* Metin Parçası *
== == ==

Aslında usulca kimse ölmek istemez, gözlere derin dalınca, yedi katlı toprağın altında patlayacak olan yanardağın ısısı hissedilir. Ama her zaman yine de gökyüzünde süzülen kuşun dinginliğinde ki ölüm özlenir       

Oysa düşünemeyiz kuş süzülmek için nasıl bir ter akıtmıştır. O ter ki, sanki göz kapağı her gözünü süründüğünde minik bir tırmık gibi gözünü çizer ve açmak istemezsin.

Bilmiyoruz ki kuş uçmak için, kaç kere?  yere çakılmıştır. Ne kadar?  Kanat çırpmaya çalışmıştır. Annesini izlerken yapamadığı için nasıl içten içe ağlamıştır. Biz bunları görmeyiz sonuca bakıp yapabileceğimizi düşünürüz, acemi Jokeyin mahareti kırbaçta sanması gibi. Oysa acı, sevgiyle harmanlandıkça ufkumuz uzağı görür.

== == ==

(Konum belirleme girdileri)
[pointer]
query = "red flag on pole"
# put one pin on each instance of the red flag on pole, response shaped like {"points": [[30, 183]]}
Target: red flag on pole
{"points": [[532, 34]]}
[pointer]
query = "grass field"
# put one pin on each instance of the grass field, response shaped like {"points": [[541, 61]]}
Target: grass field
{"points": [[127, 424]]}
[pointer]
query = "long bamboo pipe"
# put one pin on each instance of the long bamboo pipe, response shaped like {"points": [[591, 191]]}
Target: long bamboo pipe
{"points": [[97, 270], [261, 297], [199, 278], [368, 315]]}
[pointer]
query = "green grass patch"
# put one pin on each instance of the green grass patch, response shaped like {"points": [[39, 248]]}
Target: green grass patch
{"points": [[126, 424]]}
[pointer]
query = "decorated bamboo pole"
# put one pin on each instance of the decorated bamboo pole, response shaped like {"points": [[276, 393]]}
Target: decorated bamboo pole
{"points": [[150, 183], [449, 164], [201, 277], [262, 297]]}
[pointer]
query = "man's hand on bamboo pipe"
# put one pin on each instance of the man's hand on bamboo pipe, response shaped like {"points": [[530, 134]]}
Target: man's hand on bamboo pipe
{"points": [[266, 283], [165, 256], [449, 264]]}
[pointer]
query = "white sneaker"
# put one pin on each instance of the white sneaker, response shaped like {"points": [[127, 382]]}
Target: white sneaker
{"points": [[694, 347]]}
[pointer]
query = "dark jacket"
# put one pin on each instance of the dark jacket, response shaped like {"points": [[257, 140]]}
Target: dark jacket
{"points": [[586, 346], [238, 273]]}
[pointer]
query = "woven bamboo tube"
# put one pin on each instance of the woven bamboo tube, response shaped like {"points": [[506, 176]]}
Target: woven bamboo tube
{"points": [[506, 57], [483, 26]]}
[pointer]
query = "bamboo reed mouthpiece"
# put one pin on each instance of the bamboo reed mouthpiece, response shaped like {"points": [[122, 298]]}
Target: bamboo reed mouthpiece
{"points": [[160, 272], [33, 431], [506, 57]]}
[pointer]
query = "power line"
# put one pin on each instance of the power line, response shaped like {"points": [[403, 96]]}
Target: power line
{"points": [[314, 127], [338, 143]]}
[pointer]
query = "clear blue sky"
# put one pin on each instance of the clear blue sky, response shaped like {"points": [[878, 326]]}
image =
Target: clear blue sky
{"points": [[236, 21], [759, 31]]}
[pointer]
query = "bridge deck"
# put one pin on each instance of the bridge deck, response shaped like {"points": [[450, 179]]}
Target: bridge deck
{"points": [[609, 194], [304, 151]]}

== == ==

* Görevler *
1. Listede "pipe" dizesini barındıran tüm satırları sıralayın. Büyük-küçük harf ayrımı dikkate alınmalıdır.
2. Kuşun uçmak için katlandığı zahmeti anlatan metni kaldığı yerden devam ettirin.

* Görev Yanıtları *
1.
query = "long bamboo pipe"
# put one pin on each instance of the long bamboo pipe, response shaped like {"points": [[591, 191]]}
Target: long bamboo pipe
query = "man's hand on bamboo pipe"
# put one pin on each instance of the man's hand on bamboo pipe, response shaped like {"points": [[530, 134]]}
Target: man's hand on bamboo pipe

2.
Zekâ, aslında herkeste bulunan bir cevherdir. Sadece katmanları farklılık gösterebilir. Burada aşk kazması ile kazarak o cevhere ulaşmak gerekir. Her cevher sizde oluşturacak ritmin başlangıcı olur. Kalbiniz ancak bu ritimle çalışır ve soluk alışverişiniz değişir. İnebildiğiniz her bir derinlik, ayrı bir karnavala götürür sizi. Kimisi hüzünlü, kimisi ateşten gömlek 

Her aşkta ilerledikçe kişi, her derinlikte başkalaşır ve çölde gezen susayan insanın tası kapması gibi ilişkiye sarılırsınız, her sarıldıkça başkasına âşık olursunuz.

Diğerlerini unutmadan, sadece hüzünlü bir buse alarak silinirler. Yaşadığını hissetmekte, buse alıp veya buse vermekte değil mi? 

Burada ki ilişkinin notası buse alışverişinizin sizde ki bıraktığı his aşk mı? sevgi mi? hüzün mü? 

Sonuçta bağıra çağıra bir kavgaya mı giriyorsunuz? 

Yoksa başınızı bir sevgilinin göğsüne mi yaslıyorsunuz?

Yoksa sarhoş olup baygın mı düşüyorsunuz? 

Kim bilir belki de amansız bir hastalığa yani sevdaya düşürecektir. Sizi buse.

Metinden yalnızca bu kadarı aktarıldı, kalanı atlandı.